### GIVEN PROBLEM
Please copy everything in the material below, from the line that contains "Query: green stem" down to the line that contains "M260 677L256 680L255", with no changes, including both of those lines.

(Region annotation items)
···
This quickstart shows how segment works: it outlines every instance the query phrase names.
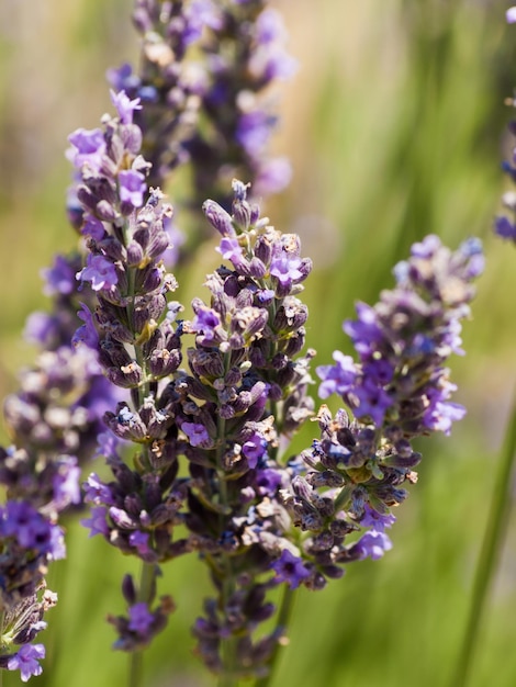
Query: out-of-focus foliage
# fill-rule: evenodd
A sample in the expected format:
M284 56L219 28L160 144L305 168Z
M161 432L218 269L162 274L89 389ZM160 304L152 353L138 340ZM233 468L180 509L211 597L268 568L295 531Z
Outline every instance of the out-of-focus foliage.
M485 239L487 269L457 359L457 399L469 415L450 439L420 442L419 483L400 509L394 550L350 567L321 594L303 590L274 685L446 685L465 623L516 359L516 252L491 236L503 190L500 160L516 86L514 26L489 0L278 0L301 64L284 89L278 151L293 183L268 213L303 237L309 342L318 364L345 348L340 323L357 299L374 301L410 244L437 233L451 247ZM134 57L128 0L2 0L0 4L0 266L4 284L0 392L34 351L20 344L26 315L44 307L38 271L71 247L64 200L66 136L110 108L105 69ZM173 184L170 189L173 203ZM202 250L181 277L187 301L216 258ZM4 429L0 431L4 437ZM513 518L514 520L514 518ZM509 523L511 525L511 523ZM38 685L123 684L111 651L125 561L69 526L69 558L51 584ZM472 687L516 682L516 529L509 527L483 623ZM149 687L212 684L191 656L189 624L204 581L195 562L167 571L179 610L146 658ZM165 588L165 584L164 584ZM116 599L116 600L111 600ZM5 676L16 685L18 677Z

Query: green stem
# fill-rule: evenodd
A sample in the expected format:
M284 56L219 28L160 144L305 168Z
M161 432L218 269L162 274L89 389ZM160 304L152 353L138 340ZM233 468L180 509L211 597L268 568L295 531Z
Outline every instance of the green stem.
M502 551L505 526L509 510L514 458L516 454L516 397L508 420L505 444L503 448L498 474L491 499L491 511L485 527L480 558L476 564L468 624L463 638L461 654L457 665L453 687L468 685L474 650L478 642L480 622L487 600L490 585Z
M150 563L142 563L142 572L139 574L139 587L137 601L149 604L153 599L154 584L156 577L156 566ZM135 651L131 654L128 687L142 687L143 682L143 650Z
M0 610L0 637L3 635L3 620L5 618L5 611L4 610ZM3 646L2 646L3 649ZM0 687L2 687L2 683L3 683L3 671L0 671Z
M260 677L256 680L255 687L270 687L270 685L272 684L280 647L287 644L287 628L289 627L290 616L292 613L292 608L294 605L294 590L288 585L284 585L283 598L281 599L280 610L278 612L278 622L276 626L276 632L278 634L278 638L274 650L272 652L272 656L269 661L269 672L265 677Z

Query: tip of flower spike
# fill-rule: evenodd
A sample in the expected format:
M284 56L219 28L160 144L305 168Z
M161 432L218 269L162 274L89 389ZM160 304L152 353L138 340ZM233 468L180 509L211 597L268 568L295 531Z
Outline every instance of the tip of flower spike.
M235 200L245 201L247 198L247 189L250 188L250 183L244 183L238 179L233 179L232 181L233 193L235 194Z

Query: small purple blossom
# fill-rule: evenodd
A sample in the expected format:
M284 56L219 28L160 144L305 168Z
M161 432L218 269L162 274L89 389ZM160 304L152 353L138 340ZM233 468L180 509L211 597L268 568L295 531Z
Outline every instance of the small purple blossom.
M285 251L276 251L270 262L270 273L280 284L290 285L303 278L300 271L302 260L298 256L289 255Z
M147 189L145 177L134 169L123 170L119 173L120 200L133 207L142 207L144 193Z
M271 563L271 567L276 571L274 581L287 583L291 589L295 589L303 579L310 577L310 571L303 564L302 559L291 553L288 549L283 549L280 558Z
M128 610L128 629L141 637L145 637L154 622L154 616L144 601L135 604Z
M211 443L210 435L204 425L200 425L199 423L183 423L181 429L193 447L205 447Z
M91 282L93 291L110 291L119 282L114 264L104 256L88 254L87 266L77 272L77 279Z
M238 267L244 261L242 246L236 237L224 236L216 250L218 250L224 260L231 260L235 267Z
M103 534L108 537L110 529L106 522L108 508L104 506L96 506L90 510L90 518L85 518L80 523L90 530L88 537L94 537L96 534Z
M71 164L81 169L87 165L93 171L99 171L105 154L104 134L100 128L78 128L68 136L72 148L67 156Z
M258 492L262 496L274 496L280 486L282 486L282 476L279 470L266 468L258 470L256 474L256 484Z
M80 504L80 468L77 458L67 457L59 465L54 476L54 503L58 510L63 510L69 504Z
M386 513L383 515L381 513L378 513L378 510L374 510L374 508L371 508L369 504L366 504L363 509L363 517L360 520L360 525L362 527L370 527L377 532L383 532L385 531L386 527L391 527L392 525L394 525L395 521L396 518L391 513Z
M242 447L242 452L247 459L247 464L253 470L258 461L267 453L267 441L258 433L254 433Z
M370 558L373 561L381 559L385 551L392 549L392 541L384 532L369 530L354 544L352 550L359 553L360 560Z
M192 320L192 330L203 335L203 342L210 344L216 339L215 328L221 325L218 314L211 307L200 306L195 309Z
M150 553L150 549L148 545L148 538L149 538L148 532L136 531L130 534L128 541L130 541L130 544L136 549L139 555L145 555L147 553Z
M81 319L85 324L81 325L74 334L74 337L71 339L72 346L85 344L85 346L87 346L88 348L97 350L97 347L99 345L99 335L97 334L97 329L93 324L93 315L91 314L90 308L86 305L86 303L80 304L80 311L77 313L77 317Z
M357 379L357 365L351 356L345 356L340 351L334 351L335 365L319 365L315 369L322 383L318 388L321 398L327 398L332 394L343 396L354 386Z
M110 487L101 482L99 476L92 472L82 485L85 489L85 502L103 506L113 506L114 499Z
M370 417L377 427L383 424L385 410L393 405L393 398L375 381L364 376L360 384L352 388L358 398L358 407L354 408L357 417Z
M132 124L135 110L142 110L139 98L131 100L125 91L115 93L111 91L111 102L116 108L122 124Z
M22 683L26 683L33 675L41 675L43 672L38 661L45 657L45 646L43 644L23 644L19 651L8 661L9 671L20 671Z

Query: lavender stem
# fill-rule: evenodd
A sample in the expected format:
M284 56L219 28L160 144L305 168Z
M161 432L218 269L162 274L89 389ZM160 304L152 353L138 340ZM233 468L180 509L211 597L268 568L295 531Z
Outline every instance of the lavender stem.
M289 627L290 616L294 606L295 589L292 589L289 585L283 585L283 596L281 599L280 609L278 612L278 623L276 627L276 633L278 634L278 641L274 644L271 658L269 661L269 672L265 677L259 678L256 682L255 687L270 687L274 677L274 668L278 663L279 650L288 643L287 629Z
M491 499L491 510L485 526L484 539L476 563L473 594L469 609L468 624L463 638L462 650L459 656L453 687L468 685L474 650L478 642L480 622L485 609L490 586L493 581L496 563L502 553L506 531L507 516L511 504L511 475L516 455L516 394L513 410L507 425L505 446L502 451L500 469Z

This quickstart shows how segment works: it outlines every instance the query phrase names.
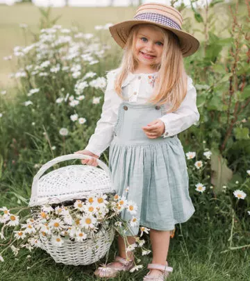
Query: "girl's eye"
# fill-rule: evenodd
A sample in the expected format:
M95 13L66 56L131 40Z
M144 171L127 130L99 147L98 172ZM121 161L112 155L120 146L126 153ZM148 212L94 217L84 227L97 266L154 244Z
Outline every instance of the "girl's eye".
M147 42L147 39L145 38L144 37L142 37L141 40L142 40L143 42Z

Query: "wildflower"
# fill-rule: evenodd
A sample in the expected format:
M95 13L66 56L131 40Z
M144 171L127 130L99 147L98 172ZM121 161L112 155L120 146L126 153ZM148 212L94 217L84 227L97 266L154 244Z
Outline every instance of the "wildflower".
M81 212L84 211L84 203L81 200L76 200L76 202L74 203L74 207L75 207L75 209L77 209Z
M51 239L51 243L57 247L61 247L64 242L60 236L56 236Z
M59 134L63 136L67 135L69 131L67 130L67 129L66 129L66 128L62 128L59 130Z
M6 207L0 208L0 211L3 212L3 217L6 217L10 214L10 211L6 208Z
M144 227L144 226L142 226L142 227L140 228L140 231L141 231L141 234L140 234L140 237L142 236L143 232L145 232L145 233L147 233L147 234L149 234L149 231L150 230L149 228L145 228L145 227Z
M233 191L233 195L238 199L244 199L247 194L242 190L237 189Z
M203 155L206 156L207 159L210 159L210 156L212 155L212 152L208 151L205 151L203 153Z
M19 216L15 216L15 214L10 214L8 216L10 221L7 223L7 225L16 226L19 224Z
M139 223L138 218L133 216L130 221L130 225L133 227L137 225Z
M136 247L137 245L135 243L134 243L133 244L128 245L128 247L126 247L126 253L131 252L132 250L134 250Z
M15 238L17 238L17 240L19 240L19 239L23 239L24 238L25 238L25 232L23 231L15 231L15 235L14 237Z
M142 269L142 268L143 268L142 264L137 265L137 266L134 266L133 269L131 269L129 271L134 272L134 271L138 271L139 269Z
M136 214L137 209L138 207L133 202L128 203L127 210L131 214Z
M78 114L70 115L70 119L72 121L73 121L73 122L74 122L78 119Z
M28 105L29 105L30 104L33 104L33 102L32 102L31 101L25 101L25 102L24 103L24 104L25 106L28 106Z
M92 103L93 104L100 103L100 99L101 99L101 96L99 96L99 98L93 98Z
M193 159L196 156L196 153L195 152L188 152L185 153L187 158L189 159Z
M81 117L78 119L79 124L84 124L86 122L86 119L85 118Z
M196 189L195 190L197 190L199 192L203 192L206 190L206 187L201 182L197 183L197 185L195 185L196 186Z
M197 161L197 162L194 163L194 166L195 166L198 169L201 169L201 168L202 167L202 166L203 166L202 161Z

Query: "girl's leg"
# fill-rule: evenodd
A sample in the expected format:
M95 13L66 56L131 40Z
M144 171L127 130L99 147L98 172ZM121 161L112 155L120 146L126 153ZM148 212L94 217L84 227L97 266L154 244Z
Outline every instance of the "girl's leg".
M152 246L152 264L166 265L166 260L169 246L170 231L150 230L150 240ZM158 274L159 271L152 269L150 275Z

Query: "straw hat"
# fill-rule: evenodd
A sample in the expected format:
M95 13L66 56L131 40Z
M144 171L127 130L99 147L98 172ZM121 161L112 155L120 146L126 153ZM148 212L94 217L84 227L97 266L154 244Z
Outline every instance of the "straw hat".
M174 8L149 3L141 5L137 10L133 19L114 24L109 28L112 37L124 49L131 28L140 24L153 24L172 31L176 34L181 44L183 57L195 53L199 42L194 36L181 30L183 17Z

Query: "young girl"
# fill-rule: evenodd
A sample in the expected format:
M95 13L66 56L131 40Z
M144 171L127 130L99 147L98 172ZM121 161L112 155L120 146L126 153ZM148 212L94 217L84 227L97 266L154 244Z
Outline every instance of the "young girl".
M153 260L144 280L163 280L172 268L166 262L170 232L194 212L188 193L188 175L177 134L199 119L196 90L183 58L194 53L199 42L181 31L183 19L172 7L144 4L132 20L110 28L124 49L120 67L110 71L101 119L83 151L96 158L110 146L109 168L114 188L137 204L140 225L150 229ZM124 219L131 216L125 211ZM138 227L128 237L135 242ZM133 266L118 238L119 256L95 275L112 278Z

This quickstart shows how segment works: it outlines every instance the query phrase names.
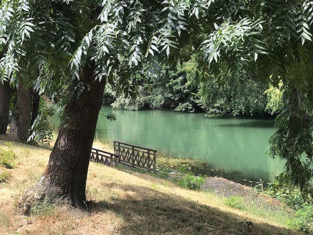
···
### RESULT OF THE EXERCISE
Query: green stem
# fill-rule: evenodd
A sample in the expected format:
M284 56L219 28L160 144L305 168Z
M161 432L218 269L162 274L89 389ZM160 304L152 353L138 340ZM233 468L180 509L211 597L268 568L295 531Z
Outline every instance of the green stem.
M502 551L505 526L509 510L514 458L516 454L516 397L508 420L505 444L503 448L498 474L491 499L491 511L485 527L480 558L476 564L468 624L463 638L461 654L457 665L453 687L468 685L474 650L478 642L480 622L487 600L490 585Z
M150 563L142 563L142 572L139 574L139 587L137 601L149 604L153 599L154 584L156 577L156 566ZM135 651L131 654L128 687L142 687L143 682L143 650Z
M0 610L0 637L3 635L3 620L5 618L5 611L4 610ZM3 646L2 646L3 649ZM0 687L2 687L2 683L3 683L3 671L0 671Z
M260 677L256 680L255 687L270 687L270 685L272 684L280 647L287 644L287 628L289 627L290 616L292 613L292 608L294 605L294 590L288 585L284 585L283 598L281 599L280 610L278 612L278 622L276 626L276 632L278 634L278 638L274 650L272 652L272 656L269 661L269 672L265 677Z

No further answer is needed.